Extracted data entries
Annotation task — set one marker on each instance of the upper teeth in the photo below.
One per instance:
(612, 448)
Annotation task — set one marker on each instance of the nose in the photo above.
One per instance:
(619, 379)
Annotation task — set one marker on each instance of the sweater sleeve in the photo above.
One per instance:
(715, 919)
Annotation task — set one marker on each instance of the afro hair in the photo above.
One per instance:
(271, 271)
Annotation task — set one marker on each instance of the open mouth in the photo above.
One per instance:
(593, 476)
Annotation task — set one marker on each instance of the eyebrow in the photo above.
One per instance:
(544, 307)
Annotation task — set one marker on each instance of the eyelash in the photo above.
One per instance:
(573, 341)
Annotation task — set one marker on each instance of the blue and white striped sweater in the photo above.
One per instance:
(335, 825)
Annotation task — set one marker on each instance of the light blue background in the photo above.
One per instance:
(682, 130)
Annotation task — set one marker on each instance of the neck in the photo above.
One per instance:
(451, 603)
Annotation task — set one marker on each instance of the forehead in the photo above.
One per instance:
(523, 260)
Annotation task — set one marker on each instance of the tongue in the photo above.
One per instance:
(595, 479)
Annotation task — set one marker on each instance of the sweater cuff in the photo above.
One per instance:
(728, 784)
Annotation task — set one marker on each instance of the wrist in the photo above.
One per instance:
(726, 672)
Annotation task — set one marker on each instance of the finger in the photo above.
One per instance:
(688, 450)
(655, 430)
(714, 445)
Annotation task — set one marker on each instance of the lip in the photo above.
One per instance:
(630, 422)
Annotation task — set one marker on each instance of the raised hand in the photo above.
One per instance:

| Requirements |
Rewrite the items above so that "set one marker" becomes "place one point" wherever it occurs, keeping every other word the same.

| Solution for this task |
Annotation task — place one point on each instance of the upper teeth in the photo below.
One per instance:
(612, 448)
Annotation task — place one point on each instance of the nose in the photo above.
One per instance:
(619, 379)
Annotation task — place one point on each instance of the sweater sleeve in the photo above.
One per instance:
(715, 919)
Annotation task — place one point on each instance of the afro hair in the photo above.
One per instance:
(271, 271)
Annotation task — place one point on each instance of the open mouth in the photo above.
One per instance:
(593, 476)
Annotation task — place one point on each instance of the eyebrow in the photo above.
One per instance:
(544, 307)
Annotation task — place one point on each instance of the eyelash in the photo above.
One per instance:
(573, 341)
Annotation task — place one point on each instance of the blue and white striped sweater in the photo above.
One per instance:
(335, 825)
Annotation task — place one point on each instance of the light blue background in the photo above.
One per instance:
(682, 130)
Annotation task — place one point on each instance of the neck in the photo above.
One per instance:
(451, 603)
Annotation task — place one point on each instance of the forehead in the photo above.
One per instance:
(523, 260)
Annotation task — place one point on each instance of the tongue in the photo above.
One per instance:
(595, 479)
Annotation task — place one point on each instance of the sweater cuff in the photo above.
One per instance:
(728, 784)
Annotation task — place one point on each instance of the wrist in the photo above.
One per instance:
(726, 672)
Annotation task — place one point on each instance of the finger in the photo above.
One per instance:
(688, 450)
(655, 430)
(714, 445)
Annotation task — place one point on each instance of the lip in the photo above.
One per instance:
(630, 422)
Annotation task — place one point on each instance of the raised hand in the photo above.
One per instance:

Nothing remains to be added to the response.